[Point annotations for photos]
· · · · · · ·
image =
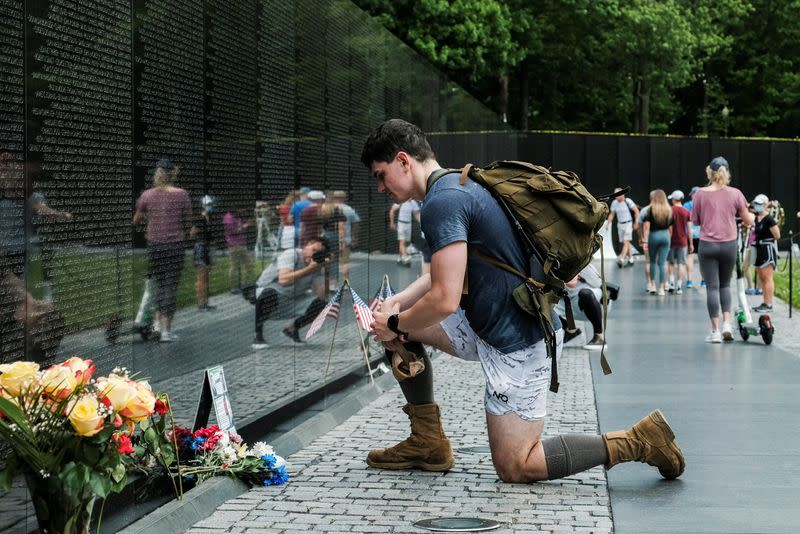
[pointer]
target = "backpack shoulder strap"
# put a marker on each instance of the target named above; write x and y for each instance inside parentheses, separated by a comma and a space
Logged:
(432, 179)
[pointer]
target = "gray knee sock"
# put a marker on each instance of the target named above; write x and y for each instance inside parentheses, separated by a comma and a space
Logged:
(417, 390)
(573, 453)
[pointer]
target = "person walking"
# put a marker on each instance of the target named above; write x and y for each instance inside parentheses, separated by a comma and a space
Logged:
(202, 234)
(657, 236)
(627, 212)
(483, 324)
(168, 211)
(680, 244)
(767, 232)
(695, 241)
(715, 209)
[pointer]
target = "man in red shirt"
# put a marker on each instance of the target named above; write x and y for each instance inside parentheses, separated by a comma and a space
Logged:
(680, 242)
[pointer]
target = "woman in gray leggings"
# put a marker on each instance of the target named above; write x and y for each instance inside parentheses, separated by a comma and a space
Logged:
(715, 209)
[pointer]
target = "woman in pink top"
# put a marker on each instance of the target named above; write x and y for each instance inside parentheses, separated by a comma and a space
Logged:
(715, 209)
(168, 211)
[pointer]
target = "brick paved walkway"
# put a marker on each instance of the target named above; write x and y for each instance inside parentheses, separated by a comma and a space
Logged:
(332, 489)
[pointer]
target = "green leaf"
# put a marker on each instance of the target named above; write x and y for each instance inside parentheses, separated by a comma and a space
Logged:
(151, 437)
(7, 477)
(100, 484)
(118, 474)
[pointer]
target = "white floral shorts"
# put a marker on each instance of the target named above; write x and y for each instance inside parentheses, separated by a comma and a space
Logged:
(515, 382)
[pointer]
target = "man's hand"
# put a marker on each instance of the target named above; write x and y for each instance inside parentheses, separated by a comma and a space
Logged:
(379, 327)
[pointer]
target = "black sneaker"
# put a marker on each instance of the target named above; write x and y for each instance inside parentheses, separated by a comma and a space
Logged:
(569, 336)
(294, 335)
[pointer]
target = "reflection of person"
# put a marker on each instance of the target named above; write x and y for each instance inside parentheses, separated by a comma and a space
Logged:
(715, 209)
(311, 219)
(240, 273)
(680, 244)
(333, 221)
(351, 223)
(483, 324)
(168, 211)
(585, 292)
(202, 235)
(29, 328)
(405, 213)
(767, 232)
(627, 212)
(292, 274)
(287, 221)
(657, 235)
(299, 205)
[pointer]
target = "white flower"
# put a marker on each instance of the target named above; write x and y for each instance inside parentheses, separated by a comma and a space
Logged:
(260, 449)
(228, 454)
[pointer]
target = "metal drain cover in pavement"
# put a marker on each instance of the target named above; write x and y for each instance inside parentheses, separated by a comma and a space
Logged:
(475, 450)
(457, 524)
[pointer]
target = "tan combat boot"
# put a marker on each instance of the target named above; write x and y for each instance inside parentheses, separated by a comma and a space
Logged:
(426, 448)
(651, 441)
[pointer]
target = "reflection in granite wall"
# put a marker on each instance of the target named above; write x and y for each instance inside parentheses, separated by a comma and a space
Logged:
(145, 150)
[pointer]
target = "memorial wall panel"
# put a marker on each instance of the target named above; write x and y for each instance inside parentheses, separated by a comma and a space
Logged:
· · · · · · ·
→ **Exercise**
Copy every record character for character. Skip the pictures.

→ **Solution to this exercise**
image =
[pointer]
target = "backpack shoulder strap"
# put a marker on each instance of the target named above; write x and y for each instance inside parentheses, separated by a comma and a space
Logged:
(432, 179)
[pointer]
target = "gray knee sock"
# put a marker on each instance of the target named above; write x and y for each instance inside parentheses, separated by a comma and a space
Logged:
(417, 390)
(573, 453)
[pointer]
target = "person walking"
# put a marker on each instance of the target named above; write x and y for each instance inside parentheses, separated by a comma and a space
Logged:
(202, 234)
(657, 236)
(627, 212)
(483, 324)
(168, 211)
(680, 244)
(767, 232)
(695, 241)
(715, 209)
[pointer]
target = "man in red shirt"
# put a marker on each instance of the target named above; write x and y for each instance inside parentheses, separated by a comma and a space
Logged:
(680, 242)
[pointer]
target = "woman in gray leggings"
# put a marker on each instance of the target named above; write x and y for each instance inside parentheses, separated by a comma and a space
Logged:
(715, 209)
[pointer]
target = "woman in pink top"
# put a marker on each instance of the target named above; write x and y for each instance inside parentheses, separated by a comma and a space
Logged:
(715, 209)
(168, 211)
[pointer]
target = "brick paved walkway"
# put a marker on each instance of the target named above; write x and y for each instance inside parentheses, separated by a comma and a space
Logged:
(332, 489)
[pointer]
target = "green leaf"
# put a marker on each instance of the target named above; write x and y for each instance inside parentheses, separated by a comma and a space
Logged:
(151, 437)
(7, 477)
(100, 484)
(118, 474)
[pointer]
target = "white floral shorts"
# put a marker on each instance of the target named above; write x and y for each instance inside parentheses, separated by a comma and a space
Logged:
(515, 382)
[pointer]
target = "man's hand"
# put a marker on each instance of the target named above; write x and y for each instance inside parentheses, separated by a comma and a space
Logged:
(379, 327)
[pointer]
target = "black sneaker"
# put a marker on each instance of the target named above; write x and y for each instance inside parentheses, separated by a comma and a space
Logged:
(569, 336)
(294, 335)
[pointer]
target = "reflection of person"
# put a marker on each instance of the target named above; write x and y for each instance inside parentheses, separated by a comma and a space
Logged:
(715, 209)
(311, 219)
(240, 273)
(680, 244)
(333, 221)
(351, 223)
(483, 324)
(168, 211)
(585, 292)
(202, 235)
(29, 328)
(405, 213)
(767, 232)
(627, 212)
(292, 274)
(287, 221)
(657, 235)
(299, 205)
[pointer]
target = "white flower"
# put a marker on each instance of the target named above; write x and y for each instance inside parentheses, separated by a comma and a space
Logged:
(260, 449)
(228, 454)
[pointer]
target = "metal drain cover in pavement"
# put a marker on each instance of the target named above; write x and y for each instance inside parentheses, separated by a comma and a space
Logged:
(475, 450)
(457, 524)
[pointer]
target = "tan combat boot"
# put a marker on each instance of the target named above; write x and y for each instance inside parentheses, separated by a comma and a space
Logged:
(426, 448)
(651, 441)
[pointer]
target = "reflection in granite wall"
# put a marker on each instance of the target named above; write x and y for each instance inside parentheses, separated by a comma and a space
Logged:
(145, 150)
[pointer]
target = "memorial wall panel"
# put a marker on each instance of the target named above; write x and y for each instance inside parentheses, separated by a comma and a space
Logged:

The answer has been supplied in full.